Goal → Rewrite the records from the line with "shoe and give integer pixel coordinates." up to and including the line with "badge and give integer pixel coordinates.", leaving the requests unchanged. Multiply every pixel coordinate in the answers by 0.25 and round each result to a whole number, rounding halves up.

* begin Record set *

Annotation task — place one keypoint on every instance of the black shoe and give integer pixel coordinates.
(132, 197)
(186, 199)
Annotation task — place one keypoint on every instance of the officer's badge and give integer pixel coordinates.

* end Record set *
* begin Record set *

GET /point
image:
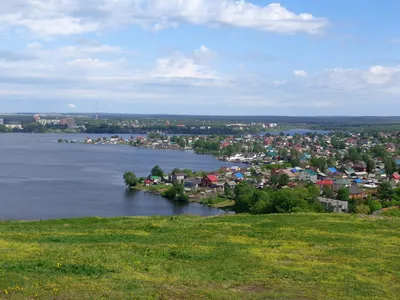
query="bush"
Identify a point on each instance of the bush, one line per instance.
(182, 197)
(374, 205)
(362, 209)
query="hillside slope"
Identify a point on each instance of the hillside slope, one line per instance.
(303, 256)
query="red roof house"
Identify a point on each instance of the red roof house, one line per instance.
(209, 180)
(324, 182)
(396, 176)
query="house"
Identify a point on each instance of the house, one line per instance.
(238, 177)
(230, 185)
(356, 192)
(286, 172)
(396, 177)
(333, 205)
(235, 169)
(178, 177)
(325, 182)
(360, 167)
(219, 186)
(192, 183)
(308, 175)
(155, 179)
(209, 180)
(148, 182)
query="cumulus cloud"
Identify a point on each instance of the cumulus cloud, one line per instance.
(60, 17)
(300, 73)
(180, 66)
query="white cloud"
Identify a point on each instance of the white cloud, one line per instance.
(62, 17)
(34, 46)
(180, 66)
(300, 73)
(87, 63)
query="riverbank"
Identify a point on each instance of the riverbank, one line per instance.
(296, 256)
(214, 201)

* end Record set *

Answer to this problem →
Annotation task — place one keypoint on every instance of the black shoe and give integer pixel coordinates.
(33, 49)
(47, 50)
Annotation task — place one keypoint on every instance of the officer's badge and give integer pixel coordinates.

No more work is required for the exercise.